• TASK LIST:
• a. Answer these from the KVM patch thread:
(i) In the summary of the whole series, how many files are changed, and how many insertions and deletions are there?
(ii) Per patch 1/3, which VMX function configures the Intel Processor Trace mode?
(iii) Per patch 1/3, when is the per-CPU current_vcpu non-NULL?
• b. List every file path in the series-wide change summary of the KVM patch thread.

2021-08-23 19:39:13

by Sean Christopherson

[permalink] [raw]
Subject: [PATCH 0/3] perf/x86/intel: KVM: PT intr handler fix and cleanup

Patches 1 and 2 fix a bug where PT PMIs in guest are forwarded to KVM's PT
intr handler even if PT is configured for system mode, i.e. when the host
is the sole owner of PT.

Patch 3 is a related cleanup/optimization.

The PT specific stuff is effectively compile-tested only.

Sean Christopherson (3):
KVM: x86: Register perf callbacks after calling vendor's
hardware_setup()
KVM: x86: Register Processor Trace interrupt hook iff PT enabled in
guest
perf/x86/intel: Fold current_vcpu check into KVM's PT intr handler

arch/x86/events/intel/core.c | 7 +++----
arch/x86/include/asm/kvm_host.h | 1 +
arch/x86/kvm/pmu.h | 1 +
arch/x86/kvm/vmx/vmx.c | 1 +
arch/x86/kvm/x86.c | 17 ++++++++++++-----
include/linux/perf_event.h | 2 +-
6 files changed, 19 insertions(+), 10 deletions(-)

--
2.33.0.rc2.250.ged5fa647cd-goog


2021-08-23 19:39:13

by Sean Christopherson

[permalink] [raw]
Subject: [PATCH 1/3] KVM: x86: Register perf callbacks after calling vendor's hardware_setup()

Wait to register perf callbacks until after doing vendor hardaware setup.
VMX's hardware_setup() configures Intel Processor Trace (PT) mode, and a
future fix to register the Intel PT guest interrupt hook if and only if
Intel PT is exposed to the guest will consume the configured PT mode.

Delaying registration to hardware setup is effectively a nop as KVM's perf
hooks all pivot on the per-CPU current_vcpu, which is non-NULL only when
KVM is handling an IRQ/NMI in a VM-Exit path. I.e. current_vcpu will be
NULL throughout both kvm_arch_init() and kvm_arch_hardware_setup().

Cc: Alexander Shishkin <[email protected]>
Cc: Artem Kashkanov <[email protected]>
Cc: [email protected]
Signed-off-by: Sean Christopherson <[email protected]>
---
arch/x86/kvm/x86.c | 7 ++++---
1 file changed, 4 insertions(+), 3 deletions(-)

Source data
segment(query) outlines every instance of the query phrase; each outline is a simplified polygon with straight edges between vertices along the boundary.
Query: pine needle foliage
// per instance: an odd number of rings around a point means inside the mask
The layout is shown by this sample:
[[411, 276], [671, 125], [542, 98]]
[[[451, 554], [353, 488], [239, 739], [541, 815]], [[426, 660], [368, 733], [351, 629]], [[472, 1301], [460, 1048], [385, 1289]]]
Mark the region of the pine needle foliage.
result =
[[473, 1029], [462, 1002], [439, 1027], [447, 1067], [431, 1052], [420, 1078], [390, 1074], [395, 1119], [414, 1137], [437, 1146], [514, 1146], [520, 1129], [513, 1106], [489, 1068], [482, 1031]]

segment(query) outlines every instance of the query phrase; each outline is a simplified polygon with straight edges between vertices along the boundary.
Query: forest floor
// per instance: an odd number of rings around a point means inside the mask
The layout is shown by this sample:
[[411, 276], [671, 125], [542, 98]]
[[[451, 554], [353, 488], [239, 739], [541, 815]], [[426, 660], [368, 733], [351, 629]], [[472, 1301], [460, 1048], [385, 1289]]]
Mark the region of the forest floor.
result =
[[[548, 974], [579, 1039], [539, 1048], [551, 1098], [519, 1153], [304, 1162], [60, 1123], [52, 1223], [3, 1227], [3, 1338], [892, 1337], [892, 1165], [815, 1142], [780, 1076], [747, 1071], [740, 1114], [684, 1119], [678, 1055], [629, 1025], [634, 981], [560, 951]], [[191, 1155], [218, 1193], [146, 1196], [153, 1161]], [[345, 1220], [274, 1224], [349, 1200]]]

• FINAL ANSWERS:
• a.
(i) 6 files changed, with 19 insertions and 10 deletions.
(ii) hardware_setup().
(iii) Only when KVM is handling an IRQ/NMI in a VM-Exit path.

• b.
arch/x86/events/intel/core.c
arch/x86/include/asm/kvm_host.h
arch/x86/kvm/pmu.h
arch/x86/kvm/vmx/vmx.c
arch/x86/kvm/x86.c
include/linux/perf_event.h